*Records to use:*
========================================
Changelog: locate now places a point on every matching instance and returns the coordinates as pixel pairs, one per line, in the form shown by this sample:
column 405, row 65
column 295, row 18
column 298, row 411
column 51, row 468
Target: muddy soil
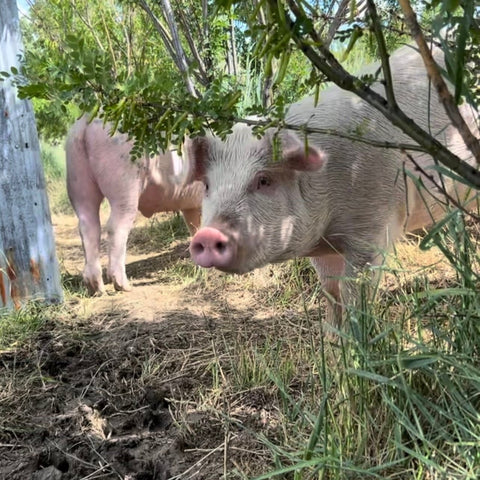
column 135, row 386
column 109, row 387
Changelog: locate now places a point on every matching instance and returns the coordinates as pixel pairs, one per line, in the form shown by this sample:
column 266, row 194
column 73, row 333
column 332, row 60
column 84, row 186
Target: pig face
column 255, row 209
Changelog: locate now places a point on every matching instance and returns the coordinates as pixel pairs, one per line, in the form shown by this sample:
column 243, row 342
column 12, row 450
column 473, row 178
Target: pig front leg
column 90, row 233
column 119, row 225
column 86, row 199
column 330, row 270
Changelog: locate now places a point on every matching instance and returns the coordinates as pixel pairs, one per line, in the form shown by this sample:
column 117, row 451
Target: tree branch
column 382, row 48
column 328, row 65
column 433, row 72
column 177, row 45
========================================
Set down each line of the material verbatim, from the first line through the line that contains "column 51, row 468".

Changelog: locate now places a point on every matching instance and returns the coordinates as pixel pairs, one per line, in the form shown by this sample:
column 405, row 65
column 295, row 18
column 298, row 411
column 51, row 468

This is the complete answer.